TASK TO CARRY OUT:
Write out all of the entries exactly, please.

PROVIDED ENTRIES:
----

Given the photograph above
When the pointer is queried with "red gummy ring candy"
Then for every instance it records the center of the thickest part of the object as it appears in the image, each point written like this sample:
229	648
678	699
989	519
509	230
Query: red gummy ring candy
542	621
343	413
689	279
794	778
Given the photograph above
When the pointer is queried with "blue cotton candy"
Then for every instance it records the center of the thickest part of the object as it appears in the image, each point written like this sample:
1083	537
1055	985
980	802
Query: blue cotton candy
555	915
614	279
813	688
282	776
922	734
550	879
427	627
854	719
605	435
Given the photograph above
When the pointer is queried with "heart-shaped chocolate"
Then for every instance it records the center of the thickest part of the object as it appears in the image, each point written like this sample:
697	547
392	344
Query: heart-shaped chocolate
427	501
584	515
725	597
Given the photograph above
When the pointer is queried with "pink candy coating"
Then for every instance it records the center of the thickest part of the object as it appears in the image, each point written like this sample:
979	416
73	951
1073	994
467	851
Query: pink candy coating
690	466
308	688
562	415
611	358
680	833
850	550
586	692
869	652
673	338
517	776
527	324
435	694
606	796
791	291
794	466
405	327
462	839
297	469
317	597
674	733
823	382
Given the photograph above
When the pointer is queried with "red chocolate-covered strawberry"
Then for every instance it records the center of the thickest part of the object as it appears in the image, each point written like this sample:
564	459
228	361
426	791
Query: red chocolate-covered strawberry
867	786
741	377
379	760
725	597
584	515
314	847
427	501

----

TASK RESULT:
Given the photograph above
When the pointer is queried with "red gummy ring candy"
Then for every instance it records the center of the thickest part of the object as it appears in the image, each point written like this sample:
229	648
678	699
989	519
509	230
Query: red gummy ring candy
542	621
343	413
689	279
794	778
Given the photograph above
When the pointer is queried with "blue cotton candy"
Then for every instance it records the center of the thickest part of the object as it appears in the image, each point written like this sample:
1083	537
1055	985
980	802
Query: blue cotton candy
555	915
614	279
813	688
282	776
922	734
550	879
427	627
854	719
605	435
Given the photograph above
When the pointer is queried with "heart-shaped chocolate"
Then for every instance it records the center of the thickest part of the object as it appears in the image, each point written like this sample:
697	547
392	344
Query: heart-shaped chocolate
427	501
584	515
725	597
Given the photograph above
When the pointer is queried with "pink candy coating"
Then for every instance it records the center of the thickest part of the object as it appears in the image, each point written like this sample:
979	416
73	951
1073	994
467	851
Query: pink candy coating
690	466
308	688
562	415
611	358
680	833
850	550
586	692
869	652
673	338
517	776
527	324
435	694
606	796
791	291
794	466
405	327
462	839
297	469
317	597
674	733
823	382
Given the photograph above
When the pointer is queried with "red chocolate-covered strawberry"
Then for every instance it records the center of the thickest part of the object as it appears in the image, each point written like this sample:
564	459
228	361
426	791
Query: red chocolate-covered strawberry
867	786
741	377
379	760
725	597
584	515
314	847
427	501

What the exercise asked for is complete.